Directive: Please copy everything from the start of the records down to the line containing "x=533, y=435", swapping "Target" for "Label" and changing nothing else. Return only that part.

Records supplied:
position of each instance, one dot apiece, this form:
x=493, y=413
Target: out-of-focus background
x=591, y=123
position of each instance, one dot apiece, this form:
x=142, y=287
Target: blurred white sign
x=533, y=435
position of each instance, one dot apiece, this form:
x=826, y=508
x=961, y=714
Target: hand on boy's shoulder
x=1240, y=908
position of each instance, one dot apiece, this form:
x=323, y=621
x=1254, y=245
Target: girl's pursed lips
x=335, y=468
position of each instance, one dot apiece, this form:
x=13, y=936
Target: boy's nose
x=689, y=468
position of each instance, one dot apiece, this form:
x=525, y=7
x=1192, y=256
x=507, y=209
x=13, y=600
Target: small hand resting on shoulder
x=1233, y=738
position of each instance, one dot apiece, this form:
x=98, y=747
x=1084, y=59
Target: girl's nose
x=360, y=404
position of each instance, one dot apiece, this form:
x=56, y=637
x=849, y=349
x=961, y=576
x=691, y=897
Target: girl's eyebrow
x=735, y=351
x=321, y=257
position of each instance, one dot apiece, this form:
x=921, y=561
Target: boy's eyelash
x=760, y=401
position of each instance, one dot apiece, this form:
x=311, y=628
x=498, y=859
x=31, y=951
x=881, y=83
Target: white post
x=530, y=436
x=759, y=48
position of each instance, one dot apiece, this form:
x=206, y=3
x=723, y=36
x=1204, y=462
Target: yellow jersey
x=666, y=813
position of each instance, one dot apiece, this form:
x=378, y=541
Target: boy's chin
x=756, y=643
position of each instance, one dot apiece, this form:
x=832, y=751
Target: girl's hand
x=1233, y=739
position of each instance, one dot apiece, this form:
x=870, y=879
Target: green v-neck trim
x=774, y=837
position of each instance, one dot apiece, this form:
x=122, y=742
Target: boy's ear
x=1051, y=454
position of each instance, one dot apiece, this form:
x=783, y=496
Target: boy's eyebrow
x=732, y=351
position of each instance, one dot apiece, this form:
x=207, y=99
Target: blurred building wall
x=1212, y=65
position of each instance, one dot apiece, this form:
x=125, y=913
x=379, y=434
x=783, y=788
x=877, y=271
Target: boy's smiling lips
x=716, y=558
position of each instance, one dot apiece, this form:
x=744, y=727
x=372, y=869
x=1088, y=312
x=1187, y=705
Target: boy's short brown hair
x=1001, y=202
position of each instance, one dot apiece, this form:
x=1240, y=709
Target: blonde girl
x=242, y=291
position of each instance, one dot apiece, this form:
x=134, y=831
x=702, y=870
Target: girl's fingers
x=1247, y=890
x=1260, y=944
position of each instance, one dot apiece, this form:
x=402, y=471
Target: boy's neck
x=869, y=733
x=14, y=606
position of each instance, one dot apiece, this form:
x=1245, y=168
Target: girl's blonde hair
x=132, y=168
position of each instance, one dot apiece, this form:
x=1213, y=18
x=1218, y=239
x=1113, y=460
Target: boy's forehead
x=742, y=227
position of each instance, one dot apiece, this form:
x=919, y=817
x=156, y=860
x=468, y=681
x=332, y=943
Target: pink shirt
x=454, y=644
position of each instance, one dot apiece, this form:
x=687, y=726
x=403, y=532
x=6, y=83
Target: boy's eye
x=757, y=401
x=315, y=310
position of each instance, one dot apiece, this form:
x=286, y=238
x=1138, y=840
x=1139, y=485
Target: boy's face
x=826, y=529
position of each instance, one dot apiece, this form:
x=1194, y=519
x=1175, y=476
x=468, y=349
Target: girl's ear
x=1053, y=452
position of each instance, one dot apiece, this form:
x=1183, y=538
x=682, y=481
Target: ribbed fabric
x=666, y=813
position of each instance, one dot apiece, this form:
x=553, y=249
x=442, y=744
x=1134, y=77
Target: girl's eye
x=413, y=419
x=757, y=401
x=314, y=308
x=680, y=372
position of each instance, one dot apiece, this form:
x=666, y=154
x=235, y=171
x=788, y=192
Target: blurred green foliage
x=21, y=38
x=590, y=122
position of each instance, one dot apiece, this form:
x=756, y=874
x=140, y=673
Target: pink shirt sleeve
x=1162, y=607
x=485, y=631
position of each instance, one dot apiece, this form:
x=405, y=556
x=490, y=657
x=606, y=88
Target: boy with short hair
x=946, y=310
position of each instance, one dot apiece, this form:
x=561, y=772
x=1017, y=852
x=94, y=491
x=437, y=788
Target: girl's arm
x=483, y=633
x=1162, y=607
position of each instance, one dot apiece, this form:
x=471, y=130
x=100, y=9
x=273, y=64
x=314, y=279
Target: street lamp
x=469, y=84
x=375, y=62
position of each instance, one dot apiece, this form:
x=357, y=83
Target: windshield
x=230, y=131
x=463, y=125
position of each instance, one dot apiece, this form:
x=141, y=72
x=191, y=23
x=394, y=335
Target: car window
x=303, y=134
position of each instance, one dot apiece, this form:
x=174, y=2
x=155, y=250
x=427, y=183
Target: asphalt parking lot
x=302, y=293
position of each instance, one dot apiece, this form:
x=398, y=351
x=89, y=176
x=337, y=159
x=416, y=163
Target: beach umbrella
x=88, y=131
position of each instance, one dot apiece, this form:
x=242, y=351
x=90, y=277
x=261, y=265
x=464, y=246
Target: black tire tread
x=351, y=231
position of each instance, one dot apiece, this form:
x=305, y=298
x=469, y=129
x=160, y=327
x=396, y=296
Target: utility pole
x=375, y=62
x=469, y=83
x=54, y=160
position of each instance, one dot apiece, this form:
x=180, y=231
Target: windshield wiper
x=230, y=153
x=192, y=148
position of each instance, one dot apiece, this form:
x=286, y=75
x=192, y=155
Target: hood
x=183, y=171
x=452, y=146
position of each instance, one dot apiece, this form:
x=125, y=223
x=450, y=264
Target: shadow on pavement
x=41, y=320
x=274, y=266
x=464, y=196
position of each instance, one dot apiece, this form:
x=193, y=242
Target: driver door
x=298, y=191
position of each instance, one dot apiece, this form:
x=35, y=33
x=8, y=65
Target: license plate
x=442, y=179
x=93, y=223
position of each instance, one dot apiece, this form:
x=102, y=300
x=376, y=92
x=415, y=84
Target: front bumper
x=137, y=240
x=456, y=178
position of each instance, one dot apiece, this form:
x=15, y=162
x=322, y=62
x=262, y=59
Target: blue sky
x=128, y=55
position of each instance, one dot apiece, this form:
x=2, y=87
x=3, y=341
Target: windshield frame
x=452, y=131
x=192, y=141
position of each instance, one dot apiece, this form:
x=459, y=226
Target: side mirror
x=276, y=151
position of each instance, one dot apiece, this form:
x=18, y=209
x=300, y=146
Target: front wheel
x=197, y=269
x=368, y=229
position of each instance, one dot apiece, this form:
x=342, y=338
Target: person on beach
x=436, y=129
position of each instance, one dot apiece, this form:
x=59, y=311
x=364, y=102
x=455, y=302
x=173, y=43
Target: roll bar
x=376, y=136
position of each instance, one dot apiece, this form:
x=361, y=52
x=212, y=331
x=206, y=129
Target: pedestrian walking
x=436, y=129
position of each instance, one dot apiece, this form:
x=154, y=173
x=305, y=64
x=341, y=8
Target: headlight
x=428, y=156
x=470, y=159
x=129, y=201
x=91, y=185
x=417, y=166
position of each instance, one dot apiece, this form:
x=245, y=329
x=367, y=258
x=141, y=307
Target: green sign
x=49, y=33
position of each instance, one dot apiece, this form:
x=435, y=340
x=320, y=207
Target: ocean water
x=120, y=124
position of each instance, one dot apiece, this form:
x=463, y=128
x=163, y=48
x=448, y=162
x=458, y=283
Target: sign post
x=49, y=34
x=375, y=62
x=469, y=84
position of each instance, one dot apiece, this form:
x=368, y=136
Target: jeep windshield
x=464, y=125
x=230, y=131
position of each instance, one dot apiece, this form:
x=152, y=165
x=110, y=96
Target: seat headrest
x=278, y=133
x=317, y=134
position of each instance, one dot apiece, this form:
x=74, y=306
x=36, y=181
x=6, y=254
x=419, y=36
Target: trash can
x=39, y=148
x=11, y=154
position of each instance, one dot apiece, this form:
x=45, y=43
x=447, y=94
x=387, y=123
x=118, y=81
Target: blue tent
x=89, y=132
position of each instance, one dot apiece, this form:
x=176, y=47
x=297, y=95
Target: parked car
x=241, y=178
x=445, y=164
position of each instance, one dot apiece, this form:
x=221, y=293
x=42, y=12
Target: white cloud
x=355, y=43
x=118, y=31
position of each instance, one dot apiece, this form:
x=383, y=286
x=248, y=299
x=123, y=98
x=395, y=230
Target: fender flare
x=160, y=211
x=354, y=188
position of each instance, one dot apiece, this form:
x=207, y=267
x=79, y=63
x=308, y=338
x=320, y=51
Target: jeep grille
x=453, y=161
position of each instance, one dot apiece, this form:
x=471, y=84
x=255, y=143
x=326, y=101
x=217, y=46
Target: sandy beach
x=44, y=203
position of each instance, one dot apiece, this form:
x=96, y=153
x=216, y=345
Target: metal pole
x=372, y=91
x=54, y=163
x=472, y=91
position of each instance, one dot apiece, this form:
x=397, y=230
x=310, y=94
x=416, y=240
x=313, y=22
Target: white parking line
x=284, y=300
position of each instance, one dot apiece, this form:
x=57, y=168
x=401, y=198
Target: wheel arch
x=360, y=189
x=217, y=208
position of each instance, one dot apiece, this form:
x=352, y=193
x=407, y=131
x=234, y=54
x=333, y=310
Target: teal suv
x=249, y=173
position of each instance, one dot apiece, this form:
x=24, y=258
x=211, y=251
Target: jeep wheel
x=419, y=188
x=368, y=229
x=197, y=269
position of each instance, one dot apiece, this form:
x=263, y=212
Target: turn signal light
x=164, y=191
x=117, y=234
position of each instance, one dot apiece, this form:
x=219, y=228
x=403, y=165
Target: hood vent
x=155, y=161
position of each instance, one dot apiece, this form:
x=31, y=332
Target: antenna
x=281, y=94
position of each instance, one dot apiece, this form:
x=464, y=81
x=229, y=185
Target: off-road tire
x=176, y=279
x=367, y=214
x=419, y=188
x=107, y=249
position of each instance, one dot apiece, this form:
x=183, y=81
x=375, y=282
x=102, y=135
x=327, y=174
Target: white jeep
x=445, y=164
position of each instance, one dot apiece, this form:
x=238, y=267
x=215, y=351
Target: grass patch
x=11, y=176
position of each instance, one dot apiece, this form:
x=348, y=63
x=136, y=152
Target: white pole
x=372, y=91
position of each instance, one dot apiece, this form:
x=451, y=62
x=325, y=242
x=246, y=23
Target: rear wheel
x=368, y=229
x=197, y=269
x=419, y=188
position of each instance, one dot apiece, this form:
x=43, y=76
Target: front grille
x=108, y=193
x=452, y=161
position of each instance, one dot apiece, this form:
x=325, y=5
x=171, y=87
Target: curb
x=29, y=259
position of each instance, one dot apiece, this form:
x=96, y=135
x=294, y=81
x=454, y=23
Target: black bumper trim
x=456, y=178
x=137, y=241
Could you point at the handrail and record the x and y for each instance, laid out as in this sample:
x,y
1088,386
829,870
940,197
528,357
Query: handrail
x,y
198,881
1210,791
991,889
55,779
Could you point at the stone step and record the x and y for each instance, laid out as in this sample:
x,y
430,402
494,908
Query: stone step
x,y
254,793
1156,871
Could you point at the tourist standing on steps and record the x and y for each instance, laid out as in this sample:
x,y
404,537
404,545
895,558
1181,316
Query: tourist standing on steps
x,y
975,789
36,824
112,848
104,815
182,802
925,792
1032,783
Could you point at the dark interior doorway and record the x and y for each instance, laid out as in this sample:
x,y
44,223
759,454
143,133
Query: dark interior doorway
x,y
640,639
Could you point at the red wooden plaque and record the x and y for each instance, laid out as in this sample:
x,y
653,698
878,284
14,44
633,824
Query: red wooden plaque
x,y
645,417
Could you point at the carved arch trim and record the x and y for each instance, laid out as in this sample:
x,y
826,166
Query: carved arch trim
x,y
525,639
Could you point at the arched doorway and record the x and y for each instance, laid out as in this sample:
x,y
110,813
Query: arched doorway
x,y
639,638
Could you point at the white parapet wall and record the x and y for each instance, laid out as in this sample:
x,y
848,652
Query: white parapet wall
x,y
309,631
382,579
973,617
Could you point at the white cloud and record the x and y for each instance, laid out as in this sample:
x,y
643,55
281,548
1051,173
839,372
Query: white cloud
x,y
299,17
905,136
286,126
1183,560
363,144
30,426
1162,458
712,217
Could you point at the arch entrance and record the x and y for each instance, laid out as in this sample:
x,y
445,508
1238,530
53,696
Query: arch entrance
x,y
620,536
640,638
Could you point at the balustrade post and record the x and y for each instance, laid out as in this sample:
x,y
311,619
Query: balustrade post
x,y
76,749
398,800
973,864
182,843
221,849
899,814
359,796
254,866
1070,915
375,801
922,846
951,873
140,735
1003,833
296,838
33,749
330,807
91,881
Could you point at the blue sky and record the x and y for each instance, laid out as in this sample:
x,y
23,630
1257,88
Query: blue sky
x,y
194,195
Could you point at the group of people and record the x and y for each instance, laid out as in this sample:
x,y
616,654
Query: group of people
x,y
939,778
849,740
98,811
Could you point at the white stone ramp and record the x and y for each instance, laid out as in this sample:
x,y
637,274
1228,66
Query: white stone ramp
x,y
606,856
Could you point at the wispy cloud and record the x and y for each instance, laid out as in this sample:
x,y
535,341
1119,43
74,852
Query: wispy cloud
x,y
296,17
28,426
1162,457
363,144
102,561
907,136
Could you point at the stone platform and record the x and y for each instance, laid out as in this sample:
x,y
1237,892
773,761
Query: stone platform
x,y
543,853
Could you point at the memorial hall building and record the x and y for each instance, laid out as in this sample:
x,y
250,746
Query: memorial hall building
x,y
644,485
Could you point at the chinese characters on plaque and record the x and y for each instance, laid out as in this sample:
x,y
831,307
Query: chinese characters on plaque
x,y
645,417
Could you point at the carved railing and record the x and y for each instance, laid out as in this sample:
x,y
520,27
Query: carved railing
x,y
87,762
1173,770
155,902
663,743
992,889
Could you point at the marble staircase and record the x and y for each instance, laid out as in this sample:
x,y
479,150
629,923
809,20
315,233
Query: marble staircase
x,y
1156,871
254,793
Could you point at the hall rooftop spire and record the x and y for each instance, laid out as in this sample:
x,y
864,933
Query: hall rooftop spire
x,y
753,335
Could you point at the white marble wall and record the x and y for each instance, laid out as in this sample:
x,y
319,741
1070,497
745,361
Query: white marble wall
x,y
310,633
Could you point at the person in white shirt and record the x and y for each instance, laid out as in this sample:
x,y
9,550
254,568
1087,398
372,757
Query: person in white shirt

Full response:
position of each instance, one dot apiece, this form:
x=493, y=413
Label: out-of-focus background
x=591, y=123
position of each instance, one dot apiece, this form:
x=142, y=287
Label: blurred white sign
x=533, y=435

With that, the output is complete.